(Records supplied Opens)

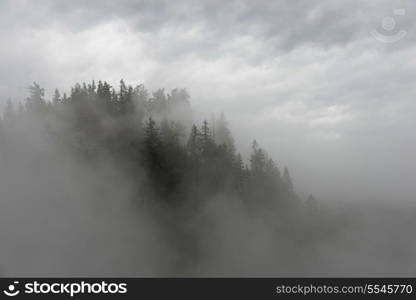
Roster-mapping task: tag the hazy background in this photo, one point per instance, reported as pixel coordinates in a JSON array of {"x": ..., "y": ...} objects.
[{"x": 306, "y": 78}]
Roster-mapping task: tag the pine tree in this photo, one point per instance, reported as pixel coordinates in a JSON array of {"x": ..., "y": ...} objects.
[{"x": 56, "y": 99}]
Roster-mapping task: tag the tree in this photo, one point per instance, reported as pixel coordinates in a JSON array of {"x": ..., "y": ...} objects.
[
  {"x": 223, "y": 135},
  {"x": 9, "y": 111},
  {"x": 56, "y": 99},
  {"x": 36, "y": 97}
]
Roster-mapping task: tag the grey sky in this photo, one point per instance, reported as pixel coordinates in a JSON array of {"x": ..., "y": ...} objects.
[{"x": 306, "y": 78}]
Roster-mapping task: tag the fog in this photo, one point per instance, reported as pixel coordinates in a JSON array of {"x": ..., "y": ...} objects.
[{"x": 307, "y": 80}]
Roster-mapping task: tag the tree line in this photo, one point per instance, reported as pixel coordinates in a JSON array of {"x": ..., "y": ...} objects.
[{"x": 153, "y": 139}]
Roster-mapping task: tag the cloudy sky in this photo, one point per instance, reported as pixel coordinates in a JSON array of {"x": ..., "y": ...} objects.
[{"x": 325, "y": 86}]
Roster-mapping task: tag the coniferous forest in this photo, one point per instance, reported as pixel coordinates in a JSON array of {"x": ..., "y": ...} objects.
[{"x": 121, "y": 181}]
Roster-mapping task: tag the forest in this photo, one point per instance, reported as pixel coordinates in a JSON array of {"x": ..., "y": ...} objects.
[{"x": 123, "y": 182}]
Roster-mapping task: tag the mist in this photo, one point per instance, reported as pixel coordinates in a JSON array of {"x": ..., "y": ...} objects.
[{"x": 79, "y": 195}]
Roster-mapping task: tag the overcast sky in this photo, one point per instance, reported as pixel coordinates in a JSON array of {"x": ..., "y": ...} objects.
[{"x": 326, "y": 86}]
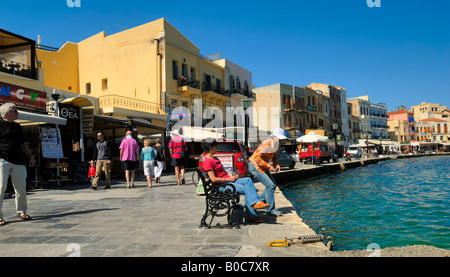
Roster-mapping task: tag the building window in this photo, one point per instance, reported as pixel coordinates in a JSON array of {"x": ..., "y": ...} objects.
[
  {"x": 104, "y": 84},
  {"x": 193, "y": 74},
  {"x": 88, "y": 88},
  {"x": 175, "y": 70}
]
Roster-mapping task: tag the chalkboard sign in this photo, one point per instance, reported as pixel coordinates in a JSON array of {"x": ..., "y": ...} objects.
[{"x": 51, "y": 143}]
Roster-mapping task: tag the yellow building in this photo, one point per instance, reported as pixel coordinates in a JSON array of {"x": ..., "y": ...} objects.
[{"x": 139, "y": 72}]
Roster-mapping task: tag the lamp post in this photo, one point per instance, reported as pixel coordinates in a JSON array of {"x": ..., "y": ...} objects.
[
  {"x": 245, "y": 103},
  {"x": 335, "y": 127},
  {"x": 55, "y": 96}
]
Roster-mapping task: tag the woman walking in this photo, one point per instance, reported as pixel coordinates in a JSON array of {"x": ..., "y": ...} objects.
[{"x": 148, "y": 157}]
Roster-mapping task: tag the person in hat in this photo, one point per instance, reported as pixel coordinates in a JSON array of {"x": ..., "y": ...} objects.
[
  {"x": 14, "y": 156},
  {"x": 260, "y": 167},
  {"x": 178, "y": 148}
]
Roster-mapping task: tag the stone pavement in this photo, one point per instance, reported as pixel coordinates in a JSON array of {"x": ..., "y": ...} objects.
[{"x": 162, "y": 221}]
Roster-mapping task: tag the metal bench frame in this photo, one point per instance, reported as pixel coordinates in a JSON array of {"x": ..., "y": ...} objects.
[{"x": 219, "y": 202}]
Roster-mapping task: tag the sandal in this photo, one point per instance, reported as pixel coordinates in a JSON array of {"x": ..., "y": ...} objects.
[
  {"x": 24, "y": 216},
  {"x": 255, "y": 220}
]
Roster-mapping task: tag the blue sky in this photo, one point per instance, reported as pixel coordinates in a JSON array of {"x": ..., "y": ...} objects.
[{"x": 398, "y": 54}]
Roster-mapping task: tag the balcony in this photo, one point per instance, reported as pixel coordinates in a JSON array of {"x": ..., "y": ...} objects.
[
  {"x": 244, "y": 92},
  {"x": 188, "y": 87},
  {"x": 211, "y": 91}
]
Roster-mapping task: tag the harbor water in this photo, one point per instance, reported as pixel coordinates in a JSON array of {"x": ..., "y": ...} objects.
[{"x": 390, "y": 204}]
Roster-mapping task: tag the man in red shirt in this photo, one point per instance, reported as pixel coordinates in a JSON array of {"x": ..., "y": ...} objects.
[
  {"x": 178, "y": 147},
  {"x": 217, "y": 174}
]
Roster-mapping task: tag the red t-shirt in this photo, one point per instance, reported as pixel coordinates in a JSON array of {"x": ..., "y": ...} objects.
[{"x": 216, "y": 166}]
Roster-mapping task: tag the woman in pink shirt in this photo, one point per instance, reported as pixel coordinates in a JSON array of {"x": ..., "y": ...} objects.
[
  {"x": 217, "y": 174},
  {"x": 129, "y": 155}
]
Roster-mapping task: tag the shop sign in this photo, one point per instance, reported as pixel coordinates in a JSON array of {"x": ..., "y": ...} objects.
[
  {"x": 87, "y": 119},
  {"x": 23, "y": 97},
  {"x": 68, "y": 112}
]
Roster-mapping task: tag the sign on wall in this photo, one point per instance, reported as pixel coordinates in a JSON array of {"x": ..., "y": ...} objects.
[
  {"x": 22, "y": 97},
  {"x": 51, "y": 143},
  {"x": 87, "y": 119}
]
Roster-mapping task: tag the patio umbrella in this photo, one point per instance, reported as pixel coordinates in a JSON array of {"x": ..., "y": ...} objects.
[{"x": 312, "y": 137}]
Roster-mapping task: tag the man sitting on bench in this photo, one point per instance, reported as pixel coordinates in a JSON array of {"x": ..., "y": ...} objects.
[{"x": 217, "y": 174}]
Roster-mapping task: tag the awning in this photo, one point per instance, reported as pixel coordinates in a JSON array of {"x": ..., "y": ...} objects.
[
  {"x": 37, "y": 117},
  {"x": 77, "y": 101}
]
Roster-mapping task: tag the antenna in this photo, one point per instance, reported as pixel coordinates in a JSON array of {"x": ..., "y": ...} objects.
[{"x": 122, "y": 28}]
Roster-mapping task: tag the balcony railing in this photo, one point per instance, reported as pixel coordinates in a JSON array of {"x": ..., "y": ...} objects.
[
  {"x": 190, "y": 83},
  {"x": 18, "y": 69}
]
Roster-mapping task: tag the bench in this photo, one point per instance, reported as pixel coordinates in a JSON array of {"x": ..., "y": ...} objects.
[{"x": 221, "y": 200}]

(Records supplied Closes)

The task: Could you reproduce the records above exactly, leaving out every picture?

Answer space:
Roster-mapping task: tag the hazy background in this photo, one point per instance, reported as pixel coordinates in a JSON array of {"x": ..., "y": ...} objects.
[{"x": 306, "y": 78}]
Roster-mapping task: tag the pine tree in this photo, one point per instance, reported as pixel coordinates in a JSON array of {"x": ..., "y": ...} objects.
[{"x": 56, "y": 99}]
Roster-mapping task: tag the tree in this photo, one point per instance, reported as pixel coordinates in a JSON array of {"x": ..., "y": ...} objects.
[
  {"x": 223, "y": 135},
  {"x": 9, "y": 111},
  {"x": 56, "y": 99},
  {"x": 36, "y": 97}
]
Roster-mapping task: tag the grey sky in this photo, one point per instance, reported as pixel coordinates in a JSON array of {"x": ..., "y": ...} objects.
[{"x": 306, "y": 78}]
Roster-mapping task: tag the fog in this photo, one point per instance, reported as pixel coordinates in a JSON array of {"x": ..., "y": ...} objects.
[{"x": 307, "y": 80}]
Roster-mapping task: tag the tree line in this photo, one point per instance, reported as pixel coordinates in a JSON array of {"x": ..., "y": ...} objects.
[{"x": 153, "y": 139}]
Roster-mapping task: tag the cloudy sky in this photo, one point per instance, reported as pixel coordinates in a JSON array of {"x": ..., "y": ...} objects.
[{"x": 325, "y": 86}]
Roster-mapping task: tag the coniferous forest in this photo, one point per instance, reported as pixel coordinates in a JSON array of {"x": ..., "y": ...} objects.
[{"x": 121, "y": 181}]
Roster-mapping task: tag the forest in this photo, one point per instance, reported as pixel coordinates in a JSON array of {"x": ..., "y": ...} objects.
[{"x": 123, "y": 182}]
Roster-mapping task: tag the mist in this photo, one point per instance, reported as pixel coordinates in a JSON array of {"x": ..., "y": ...} objects.
[{"x": 79, "y": 195}]
Roster-mapping task: tag the overcast sky in this photo, one point per instance, reported as pixel coordinates in a JSON array of {"x": ..., "y": ...} objects.
[{"x": 326, "y": 86}]
Roster-mapping task: tag the building window in this photo, one point per instance, reported as pixel coordinates in a JSON array of {"x": ..., "y": ...} objects.
[
  {"x": 104, "y": 84},
  {"x": 193, "y": 74},
  {"x": 88, "y": 88},
  {"x": 175, "y": 70}
]
Roster-mapping task: tag the chalkboard sign in this photo, one point per instance, reported as pixel coordinates in a JSON array of {"x": ..., "y": ...} objects.
[{"x": 51, "y": 143}]
Roster-mapping task: tag the yellow building in this photo, one point per instance, reported as pixel coordinates in a JSON array of {"x": ..., "y": ...} objects.
[{"x": 139, "y": 72}]
Roster-mapping task: tag the lamp post in this photo, one point per instance, reported as pixel coordinates in a JSON array of {"x": ..., "y": ...} objects.
[
  {"x": 245, "y": 103},
  {"x": 335, "y": 127},
  {"x": 55, "y": 96}
]
Roster-mapping task: tag the woman walking in this photo, one point per instance, reported as pixel coordinates in a JSON array of {"x": ..., "y": ...} objects.
[{"x": 148, "y": 157}]
Roster-mapping task: tag the person in hat in this photo, one point per instance, reported as pixel coordinates in a JSON array of {"x": ..., "y": ...} objects.
[
  {"x": 14, "y": 156},
  {"x": 260, "y": 167},
  {"x": 178, "y": 148}
]
Roster-mapping task: tag the stone pavement in this photo, one point per instance, reported as pixel coordinates in a JSON array of {"x": ..., "y": ...} objects.
[{"x": 162, "y": 221}]
Roster-mapping task: tag the metal bench frame in this photo, one point per instance, reported as pixel coordinates in a JSON array of {"x": ..., "y": ...} objects.
[{"x": 219, "y": 202}]
Roster-mapping task: tag the sandal in this photo, one point per instance, reported as pixel coordinates in a JSON array of {"x": ..., "y": ...} objects.
[
  {"x": 24, "y": 216},
  {"x": 255, "y": 220}
]
Roster-mapping task: tag the blue sky in this photo, one point per instance, reported as pixel coordinates in a JSON array of {"x": ..., "y": ...} objects.
[{"x": 398, "y": 54}]
Roster-mapping task: tag the balcony in this photo, one point per instance, reported as pixel coordinates in a JSON array of {"x": ..., "y": ...} objects.
[
  {"x": 244, "y": 92},
  {"x": 188, "y": 87},
  {"x": 211, "y": 91}
]
Roster-mapping task: tag the harbor water in this photo, one point per instance, reported as pixel coordinates in a JSON array of {"x": ..., "y": ...} objects.
[{"x": 390, "y": 204}]
Roster-mapping task: tag the man in red shirt in this photo, one point per instance, reported as pixel coordinates in a JSON array of {"x": ..., "y": ...} objects.
[
  {"x": 178, "y": 147},
  {"x": 217, "y": 174}
]
Roster-mapping task: tag the red t-shirt in this photo, one point per instance, reported as pixel coordinates in a JSON array of {"x": ..., "y": ...} objects.
[{"x": 216, "y": 166}]
Roster-mapping task: tag the woman in pink shirt in this photo, one point per instance, reported as pixel coordinates in a JSON array of {"x": ..., "y": ...} objects.
[
  {"x": 217, "y": 174},
  {"x": 129, "y": 155}
]
Roster-mapping task: tag the shop sign in this photo, one point per instance, reported as pixel coordinates in a JSON array of {"x": ..., "y": ...} objects.
[
  {"x": 87, "y": 119},
  {"x": 23, "y": 97},
  {"x": 68, "y": 112}
]
Roster-mapping task: tag the sign on wall in this photo, one point per instance, reported as pixel coordinates in a JSON array of {"x": ..., "y": ...} objects.
[
  {"x": 22, "y": 97},
  {"x": 51, "y": 143},
  {"x": 87, "y": 119}
]
Roster-mapping task: tag the patio umbrella in this photo, one point per instance, reported as pixel coordinates in a JSON array of {"x": ..., "y": ...} objects.
[{"x": 312, "y": 137}]
Roster-mapping task: tag the man sitting on bench in this photo, one point per instance, reported as pixel coordinates in a JSON array of {"x": ..., "y": ...} objects.
[{"x": 217, "y": 174}]
Roster-mapping task: tag the awning in this photo, one point per instance, reported as pixel coordinates in a JSON array of {"x": ..., "y": ...} objects.
[
  {"x": 37, "y": 117},
  {"x": 77, "y": 101}
]
Roster-mapping task: tag the antenna in this photo, one point per instance, reported as pixel coordinates in a JSON array of {"x": ..., "y": ...} objects.
[{"x": 122, "y": 28}]
Roster-mapping task: tag the balcony railing in this photo, one point per instance, reported as pixel coordinates in a JSON array of {"x": ..., "y": ...} objects.
[
  {"x": 190, "y": 83},
  {"x": 18, "y": 69}
]
Roster-mapping task: tag the bench in this photo, one point per instance, reported as pixel coordinates in a JSON array of {"x": ..., "y": ...} objects.
[{"x": 221, "y": 200}]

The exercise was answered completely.